**Your task**
Copy out all the items below, putting "Points" in place of "Result" each time it appears and changing nothing else. Leave the pictures out of your answer.

========

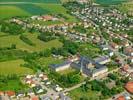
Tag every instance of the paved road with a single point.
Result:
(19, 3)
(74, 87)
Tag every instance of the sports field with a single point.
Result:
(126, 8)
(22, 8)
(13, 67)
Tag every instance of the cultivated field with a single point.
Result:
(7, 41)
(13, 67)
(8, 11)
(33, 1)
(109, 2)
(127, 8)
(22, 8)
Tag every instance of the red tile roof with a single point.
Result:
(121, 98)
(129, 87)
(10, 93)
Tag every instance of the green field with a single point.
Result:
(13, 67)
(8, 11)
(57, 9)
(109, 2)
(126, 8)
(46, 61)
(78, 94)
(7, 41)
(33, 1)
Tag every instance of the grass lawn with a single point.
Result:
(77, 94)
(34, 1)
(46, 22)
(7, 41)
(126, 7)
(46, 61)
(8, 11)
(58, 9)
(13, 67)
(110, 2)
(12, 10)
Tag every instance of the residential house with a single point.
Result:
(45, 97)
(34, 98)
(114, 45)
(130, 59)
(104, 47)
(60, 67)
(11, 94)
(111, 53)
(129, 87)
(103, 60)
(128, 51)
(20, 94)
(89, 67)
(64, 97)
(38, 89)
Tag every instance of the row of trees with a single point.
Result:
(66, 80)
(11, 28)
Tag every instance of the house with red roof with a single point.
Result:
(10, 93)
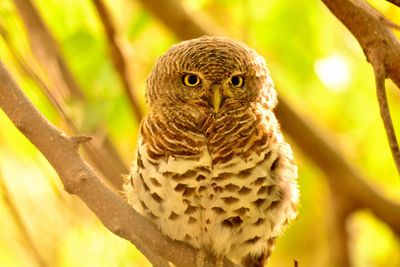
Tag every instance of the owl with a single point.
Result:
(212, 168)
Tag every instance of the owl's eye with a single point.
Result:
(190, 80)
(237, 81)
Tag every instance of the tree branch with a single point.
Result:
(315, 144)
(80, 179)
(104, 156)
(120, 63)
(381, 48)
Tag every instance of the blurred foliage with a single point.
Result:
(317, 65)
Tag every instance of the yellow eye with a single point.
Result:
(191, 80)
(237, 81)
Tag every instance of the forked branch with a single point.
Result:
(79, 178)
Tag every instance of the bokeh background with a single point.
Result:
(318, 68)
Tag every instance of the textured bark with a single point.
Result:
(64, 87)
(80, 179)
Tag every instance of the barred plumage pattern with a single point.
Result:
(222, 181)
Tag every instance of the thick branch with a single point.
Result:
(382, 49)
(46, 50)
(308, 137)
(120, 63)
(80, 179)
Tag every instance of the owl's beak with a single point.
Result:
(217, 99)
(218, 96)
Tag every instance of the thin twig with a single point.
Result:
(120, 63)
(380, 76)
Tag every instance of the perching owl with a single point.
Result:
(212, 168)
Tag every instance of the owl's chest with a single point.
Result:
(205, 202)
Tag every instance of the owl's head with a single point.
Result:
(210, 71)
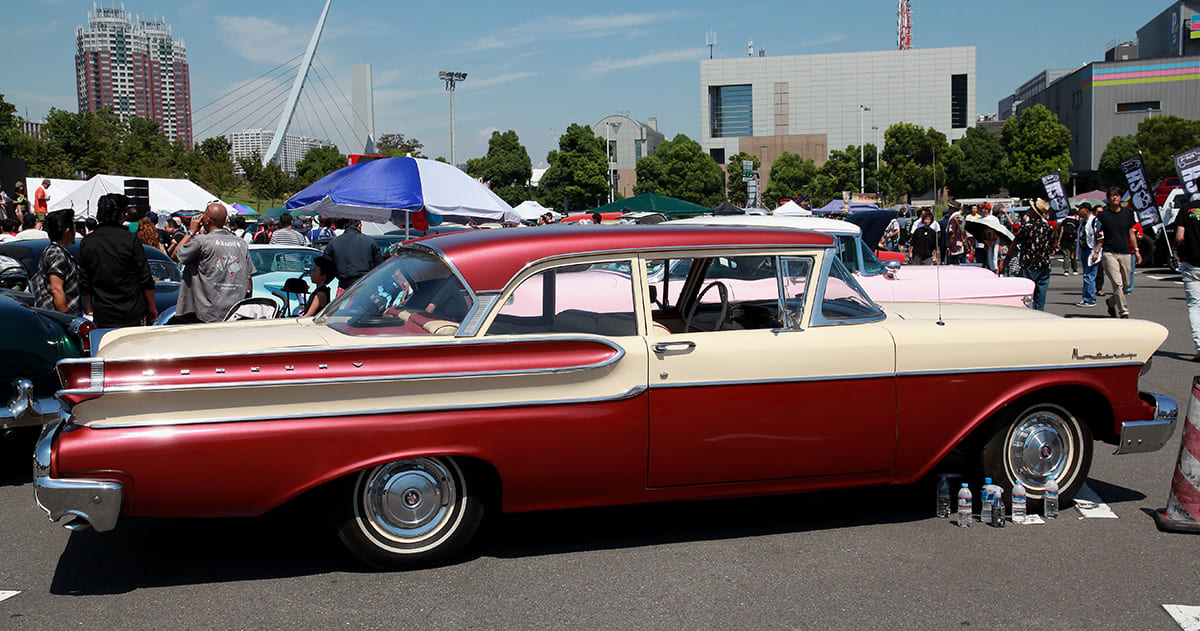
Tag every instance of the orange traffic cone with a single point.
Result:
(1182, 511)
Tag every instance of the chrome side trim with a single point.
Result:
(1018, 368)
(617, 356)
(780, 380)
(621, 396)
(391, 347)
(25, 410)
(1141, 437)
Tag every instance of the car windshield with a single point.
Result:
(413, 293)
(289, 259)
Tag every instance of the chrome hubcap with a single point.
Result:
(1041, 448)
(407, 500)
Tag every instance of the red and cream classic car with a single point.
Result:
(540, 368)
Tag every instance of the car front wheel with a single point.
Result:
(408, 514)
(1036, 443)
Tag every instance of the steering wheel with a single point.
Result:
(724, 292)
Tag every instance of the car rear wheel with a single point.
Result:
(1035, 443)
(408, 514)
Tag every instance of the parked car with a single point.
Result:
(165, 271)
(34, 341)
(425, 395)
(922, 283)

========

**Solution to this exercise**
Tag every instance of the paved road with a single point.
Points:
(19, 3)
(74, 87)
Tag every instance of the sports field with a single point.
Points:
(126, 8)
(22, 8)
(13, 67)
Tag every instance of the cultivated field with a single point.
Points:
(7, 41)
(13, 67)
(8, 11)
(33, 1)
(109, 2)
(127, 8)
(22, 8)
Tag every instance of the red tile roof with a single point.
Points:
(121, 98)
(129, 87)
(10, 93)
Tag every instance of the green field with a single point.
Points:
(13, 67)
(8, 11)
(57, 9)
(109, 2)
(126, 8)
(46, 61)
(78, 94)
(7, 41)
(33, 1)
Tag every instance of the grass lawn with a single point.
Points:
(77, 94)
(34, 1)
(46, 22)
(7, 41)
(126, 7)
(46, 61)
(8, 11)
(58, 9)
(13, 67)
(110, 2)
(12, 10)
Tag every instance of the residential house with a single point.
Points:
(45, 97)
(34, 98)
(114, 45)
(130, 59)
(104, 47)
(60, 67)
(11, 94)
(111, 53)
(129, 87)
(103, 60)
(128, 51)
(20, 94)
(89, 67)
(64, 97)
(38, 89)
Tag every instance of the row of trees with a single point.
Points:
(66, 80)
(11, 28)
Tag every instance of the house with red roof with a single point.
Points:
(10, 93)
Tag every instance of the owl with a single point.
Points:
(212, 168)
Tag every instance of the owl's eye with a single point.
Points:
(190, 80)
(237, 81)
Tag every instance of the tree branch with a single point.
Points:
(315, 144)
(80, 179)
(104, 156)
(120, 63)
(381, 48)
Tag every instance of the blurred foliage with a single point.
Points:
(317, 65)
Tag every instance of the yellow eye with a single point.
Points:
(191, 80)
(237, 81)
Tag every instance of the forked branch with a single point.
Points:
(79, 178)
Tag every instance of the bokeh background with a single point.
Points:
(318, 68)
Tag every instance of the textured bark with a single point.
Points:
(64, 87)
(80, 179)
Tag every instance of the barred plumage pattern with a single point.
Points:
(222, 181)
Tag every instance of the thick branch with a single point.
Points:
(382, 49)
(46, 50)
(308, 137)
(120, 63)
(80, 179)
Tag every instance of the owl's beak with a single point.
Points:
(217, 99)
(218, 96)
Tag every instance of the thin twig with a single point.
Points:
(120, 63)
(380, 76)
Tag every instance of the perching owl with a single point.
Points:
(212, 168)
Tag every instance of the owl's chest with a single point.
Points:
(205, 202)
Tag every instance of the owl's head with a single point.
Points:
(210, 71)
Tag every instance of the orange traffic cone with a single point.
Points:
(1182, 511)
Tag every instance of the chrome side trim with a single point.
Points:
(1018, 368)
(617, 356)
(780, 380)
(621, 396)
(391, 347)
(25, 410)
(1141, 437)
Tag every instance of the car windshield with a single point.
Points:
(413, 293)
(289, 259)
Tag every instance of the chrome hubcap with a single point.
Points:
(1041, 448)
(407, 500)
Tag every instance of the red and cream classic car with a single point.
Points:
(540, 368)
Tag every instance of the car front wheel with a single point.
Points:
(408, 514)
(1036, 443)
Tag every instance of the steering wheel with a single point.
Points:
(724, 292)
Tag every instance of the car rear wheel with a single point.
Points:
(1035, 443)
(408, 514)
Tag every instance of the parked car with a single point.
Points:
(165, 271)
(34, 341)
(425, 395)
(922, 283)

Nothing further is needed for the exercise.